_Text zur Analyse_:
_ _ _ _ _

Das Urteil des Saarländischen Oberlandesgerichts verdeutlicht die schwerwiegenden Konsequenzen, die eine Unfallflucht nach sich ziehen kann:

  1. Strafrechtliche Folgen: Unfallflucht nach Paragraf 142 StGB kann mit Geldstrafen, dem Entzug der Fahrerlaubnis und in schweren Fällen mit Freiheitsstrafen von bis zu drei Jahren geahndet werden.
  2. Versicherungsrechtliche Konsequenzen: Eine vorsätzliche Verletzung der Aufklärungsobliegenheiten führt zur Leistungsfreiheit des Versicherers.
  3. Schockzustand nicht ausreichend als Verteidigung: Ein vermeintlicher „posttraumatischer Schock“ oder eine „akute Belastungsreaktion“ wird vom Gericht nur dann anerkannt, wenn klare Beweise für eine Bewusstseinsstörung vorliegen – dies war hier nicht der Fall.
  4. Verdacht auf Alkoholkonsum: Der Verdacht auf eine Trunkenheitsfahrt verschärfte die Pflichten des Versicherungsnehmers zur unverzüglichen Schadensmeldung und unterstreicht die Bedeutung einer umfassenden Aufklärung. Das Urteil ist auf der Webseite des Bürgerservice Saarland verfügbar.

_ _ _ _ _

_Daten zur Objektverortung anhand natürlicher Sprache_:
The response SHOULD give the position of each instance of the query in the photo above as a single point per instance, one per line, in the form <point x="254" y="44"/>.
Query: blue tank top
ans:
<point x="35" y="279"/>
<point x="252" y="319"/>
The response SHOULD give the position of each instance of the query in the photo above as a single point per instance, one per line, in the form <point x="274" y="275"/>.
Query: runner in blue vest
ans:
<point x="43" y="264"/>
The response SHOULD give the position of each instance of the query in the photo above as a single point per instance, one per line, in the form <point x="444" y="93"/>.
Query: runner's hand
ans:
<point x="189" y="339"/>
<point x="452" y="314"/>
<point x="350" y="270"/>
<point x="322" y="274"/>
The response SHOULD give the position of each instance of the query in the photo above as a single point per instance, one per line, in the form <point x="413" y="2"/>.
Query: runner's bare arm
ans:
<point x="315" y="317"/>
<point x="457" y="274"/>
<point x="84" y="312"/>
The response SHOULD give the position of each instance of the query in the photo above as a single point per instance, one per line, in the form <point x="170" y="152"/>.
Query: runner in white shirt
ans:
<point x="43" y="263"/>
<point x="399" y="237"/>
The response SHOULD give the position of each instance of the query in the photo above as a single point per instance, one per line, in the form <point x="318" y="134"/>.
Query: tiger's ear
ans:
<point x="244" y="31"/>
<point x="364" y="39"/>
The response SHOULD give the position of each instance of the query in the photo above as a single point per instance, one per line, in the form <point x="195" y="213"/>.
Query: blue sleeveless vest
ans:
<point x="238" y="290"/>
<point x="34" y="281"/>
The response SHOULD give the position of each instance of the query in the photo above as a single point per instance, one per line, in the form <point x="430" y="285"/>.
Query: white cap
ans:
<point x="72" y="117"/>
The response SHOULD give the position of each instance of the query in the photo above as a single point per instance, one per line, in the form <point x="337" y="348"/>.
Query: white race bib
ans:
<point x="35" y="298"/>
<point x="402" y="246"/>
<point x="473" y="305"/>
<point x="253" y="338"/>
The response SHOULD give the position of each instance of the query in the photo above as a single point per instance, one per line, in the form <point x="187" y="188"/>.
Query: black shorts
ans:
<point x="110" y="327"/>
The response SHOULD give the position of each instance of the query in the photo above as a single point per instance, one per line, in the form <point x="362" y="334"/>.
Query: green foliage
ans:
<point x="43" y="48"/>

_ _ _ _ _

_Zu erledigende Aufgabe_: Schreiben Sie aus dem Text zur Unfallflucht den Abschnitt wortgetreu ab, der mit „1. Strafrechtliche Folgen: Unfallflucht“ beginnt und mit „Leistungsfreiheit des Versicherers.“ endet.

_Ergebnis der Aufgabe_:
1. Strafrechtliche Folgen: Unfallflucht nach Paragraf 142 StGB kann mit Geldstrafen, dem Entzug der Fahrerlaubnis und in schweren Fällen mit Freiheitsstrafen von bis zu drei Jahren geahndet werden.
  2. Versicherungsrechtliche Konsequenzen: Eine vorsätzliche Verletzung der Aufklärungsobliegenheiten führt zur Leistungsfreiheit des Versicherers.